DIRECTION – Return the listing word for word, as given.

··· SOURCE MATERIAL

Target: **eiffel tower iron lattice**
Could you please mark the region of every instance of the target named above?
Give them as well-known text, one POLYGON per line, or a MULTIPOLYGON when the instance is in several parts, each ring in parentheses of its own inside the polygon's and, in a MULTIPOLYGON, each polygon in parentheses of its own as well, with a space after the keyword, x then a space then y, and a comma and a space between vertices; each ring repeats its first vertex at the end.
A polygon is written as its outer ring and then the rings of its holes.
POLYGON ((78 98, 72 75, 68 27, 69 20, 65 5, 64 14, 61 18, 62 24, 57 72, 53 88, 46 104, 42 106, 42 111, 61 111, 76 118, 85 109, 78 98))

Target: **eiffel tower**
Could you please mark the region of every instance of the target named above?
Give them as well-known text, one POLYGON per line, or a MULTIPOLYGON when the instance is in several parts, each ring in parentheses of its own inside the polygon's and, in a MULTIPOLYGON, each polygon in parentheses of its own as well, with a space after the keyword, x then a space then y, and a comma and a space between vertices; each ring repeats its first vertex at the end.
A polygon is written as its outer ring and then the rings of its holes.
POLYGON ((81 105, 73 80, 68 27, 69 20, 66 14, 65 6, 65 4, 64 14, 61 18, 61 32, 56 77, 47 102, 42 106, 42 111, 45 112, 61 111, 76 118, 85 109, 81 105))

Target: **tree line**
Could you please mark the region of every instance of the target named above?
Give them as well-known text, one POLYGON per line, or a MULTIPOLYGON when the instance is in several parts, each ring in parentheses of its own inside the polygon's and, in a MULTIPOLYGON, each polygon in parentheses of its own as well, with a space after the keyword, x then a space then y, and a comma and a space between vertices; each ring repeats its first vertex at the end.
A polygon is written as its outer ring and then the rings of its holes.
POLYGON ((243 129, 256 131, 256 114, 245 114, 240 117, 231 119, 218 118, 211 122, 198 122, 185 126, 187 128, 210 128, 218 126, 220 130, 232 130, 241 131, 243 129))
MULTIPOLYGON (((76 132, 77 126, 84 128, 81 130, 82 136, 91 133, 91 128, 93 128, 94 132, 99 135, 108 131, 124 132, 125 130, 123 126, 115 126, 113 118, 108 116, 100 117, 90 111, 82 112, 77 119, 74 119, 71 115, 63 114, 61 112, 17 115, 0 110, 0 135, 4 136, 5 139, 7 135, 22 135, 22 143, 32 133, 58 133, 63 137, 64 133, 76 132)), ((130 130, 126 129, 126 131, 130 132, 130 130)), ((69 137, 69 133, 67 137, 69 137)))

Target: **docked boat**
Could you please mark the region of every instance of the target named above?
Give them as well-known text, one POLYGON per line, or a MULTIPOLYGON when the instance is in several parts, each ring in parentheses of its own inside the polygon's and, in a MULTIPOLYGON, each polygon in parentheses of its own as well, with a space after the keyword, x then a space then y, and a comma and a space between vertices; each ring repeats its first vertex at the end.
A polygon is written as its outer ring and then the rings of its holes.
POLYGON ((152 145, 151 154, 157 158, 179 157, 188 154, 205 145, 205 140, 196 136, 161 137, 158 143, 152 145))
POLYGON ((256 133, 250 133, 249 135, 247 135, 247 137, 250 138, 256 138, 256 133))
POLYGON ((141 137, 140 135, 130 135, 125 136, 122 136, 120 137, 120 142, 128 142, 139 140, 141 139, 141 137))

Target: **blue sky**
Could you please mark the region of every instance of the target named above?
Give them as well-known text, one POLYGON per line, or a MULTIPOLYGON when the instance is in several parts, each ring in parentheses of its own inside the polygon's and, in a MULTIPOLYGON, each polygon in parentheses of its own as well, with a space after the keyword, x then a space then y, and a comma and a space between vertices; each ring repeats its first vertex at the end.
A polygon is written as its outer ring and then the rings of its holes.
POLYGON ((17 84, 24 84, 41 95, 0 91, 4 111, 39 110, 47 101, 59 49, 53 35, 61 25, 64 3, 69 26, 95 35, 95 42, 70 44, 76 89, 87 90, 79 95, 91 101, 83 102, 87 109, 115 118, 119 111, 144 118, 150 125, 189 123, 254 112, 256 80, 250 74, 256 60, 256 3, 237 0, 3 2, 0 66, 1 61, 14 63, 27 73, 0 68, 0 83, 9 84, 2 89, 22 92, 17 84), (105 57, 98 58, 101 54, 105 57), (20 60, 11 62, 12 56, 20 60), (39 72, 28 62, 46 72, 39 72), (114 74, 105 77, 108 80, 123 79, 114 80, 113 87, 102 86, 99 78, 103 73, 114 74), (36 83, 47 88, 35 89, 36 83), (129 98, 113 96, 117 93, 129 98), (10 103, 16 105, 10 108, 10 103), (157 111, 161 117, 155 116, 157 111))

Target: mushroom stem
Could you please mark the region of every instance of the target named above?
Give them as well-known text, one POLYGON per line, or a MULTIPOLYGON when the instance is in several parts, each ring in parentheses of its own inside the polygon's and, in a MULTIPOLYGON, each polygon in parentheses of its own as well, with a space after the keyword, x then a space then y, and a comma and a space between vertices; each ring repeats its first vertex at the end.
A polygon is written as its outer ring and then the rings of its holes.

······

REPLY TO THE EXERCISE –
Target: **eiffel tower iron lattice**
Could you please mark the region of every instance of the target named above?
Give them as well-known text, one POLYGON per line, or a MULTIPOLYGON when the instance is in several parts, each ring in parentheses of its own inside the polygon's and, in a MULTIPOLYGON, each polygon in parentheses of its own as well, with a space after the keyword, x then a space then y, and a comma and a space between vertices; each ring repeats its first vertex at the end.
A polygon is written as its outer ring and then the rings of its holes.
POLYGON ((78 98, 72 75, 68 27, 69 20, 65 5, 64 14, 61 18, 62 24, 57 72, 53 88, 46 104, 42 106, 42 111, 61 111, 76 118, 85 109, 78 98))

Target: **eiffel tower**
Could you please mark the region of every instance of the target named above?
Give them as well-known text, one POLYGON per line, or a MULTIPOLYGON when the instance is in several parts, each ring in parentheses of its own inside the polygon's and, in a MULTIPOLYGON, each polygon in parentheses of its own as well, with a space after the keyword, x then a space then y, and a comma and a space between vertices; each ring repeats its first vertex at the end.
A polygon is written as its outer ring and then the rings of its holes.
POLYGON ((81 105, 73 80, 68 27, 69 20, 66 14, 65 6, 65 4, 64 14, 61 18, 61 32, 56 77, 47 102, 42 106, 42 111, 45 112, 61 111, 76 118, 85 109, 81 105))

Target: **tree line**
Could you please mark the region of every instance of the target named above?
Give them as well-known text, one POLYGON per line, or a MULTIPOLYGON when the instance is in several parts, each ring in parentheses of its own inside the polygon's and, in a MULTIPOLYGON, each polygon in parentheses of its own as well, with a space after the keyword, x then a space then y, and a comma and a space between vertices; each ring repeats its first vertex at the end.
A polygon is written as its outer ring and then the rings of its holes.
POLYGON ((243 129, 256 131, 256 114, 245 114, 240 117, 231 119, 218 118, 211 122, 198 122, 185 126, 187 128, 210 128, 218 126, 220 130, 232 130, 241 131, 243 129))
MULTIPOLYGON (((76 132, 77 126, 84 128, 81 130, 82 136, 91 133, 91 128, 93 128, 94 132, 99 135, 108 131, 124 132, 125 130, 123 126, 115 126, 113 118, 108 116, 100 117, 90 111, 82 112, 77 119, 74 119, 71 115, 63 114, 61 112, 17 115, 0 110, 0 135, 4 136, 5 139, 7 135, 22 135, 22 143, 32 133, 58 133, 63 137, 64 133, 76 132)), ((130 130, 126 129, 126 131, 130 132, 130 130)), ((69 137, 69 133, 67 137, 69 137)))

Target: **docked boat**
Could you please mark the region of every instance of the target named above?
Give them as well-known text, one POLYGON per line, or a MULTIPOLYGON when the instance is in several parts, each ring in parentheses of its own inside the polygon's and, in a MULTIPOLYGON, each polygon in parentheses of its own as well, with a space after the keyword, x then a space then y, and a comma and a space between vertices; each ring repeats its first vertex at the end.
A polygon is written as its outer ring and then the rings of its holes.
POLYGON ((152 145, 151 154, 157 158, 179 157, 188 154, 205 145, 205 140, 196 136, 161 137, 158 143, 152 145))
POLYGON ((256 133, 250 133, 249 135, 247 135, 247 137, 250 138, 256 138, 256 133))
POLYGON ((141 137, 140 135, 130 135, 125 136, 122 136, 120 137, 120 142, 128 142, 139 140, 141 139, 141 137))

Target: **blue sky**
Could you please mark the region of every instance of the target named above?
Give them as well-known text, one POLYGON per line, or a MULTIPOLYGON when the instance is in several parts, each ring in parentheses of its own inside the polygon's and, in a MULTIPOLYGON, each polygon in parentheses of its own as well, with a space after the keyword, x then a space then y, and a comma and a space between vertices; each ring repeats its first vertex at the end.
A polygon is written as its outer ring and then the rings of its holes.
POLYGON ((17 84, 24 84, 41 95, 0 91, 4 111, 39 110, 47 101, 59 49, 53 35, 61 25, 64 3, 69 26, 95 35, 95 42, 70 44, 76 89, 87 90, 79 95, 91 101, 83 102, 87 109, 115 118, 119 111, 144 118, 150 125, 189 123, 254 112, 256 80, 250 74, 256 60, 256 3, 237 0, 3 2, 0 66, 1 61, 14 63, 27 73, 0 68, 0 83, 9 84, 2 89, 22 92, 17 84), (105 57, 98 58, 101 54, 105 57), (20 60, 11 62, 12 56, 20 60), (39 72, 28 62, 46 72, 39 72), (114 74, 105 77, 108 80, 123 79, 114 80, 113 87, 102 86, 99 78, 103 73, 114 74), (36 83, 47 88, 35 89, 36 83), (129 98, 113 96, 117 93, 129 98), (10 103, 16 105, 10 108, 10 103), (157 111, 161 117, 155 116, 157 111))

Target: mushroom stem
Could you please mark the region of every instance of the target named above?
Give them as well-known text, one POLYGON per line, or a MULTIPOLYGON when the instance is in several parts, each ring in parentheses of its own inside the polygon's and, in a MULTIPOLYGON, each polygon in parentheses of its own as well, with a space after the keyword, x then a space then y, and a comma and a space between vertices; each ring repeats its first vertex at the end.
A polygon is written as its outer ring and then the rings of its holes.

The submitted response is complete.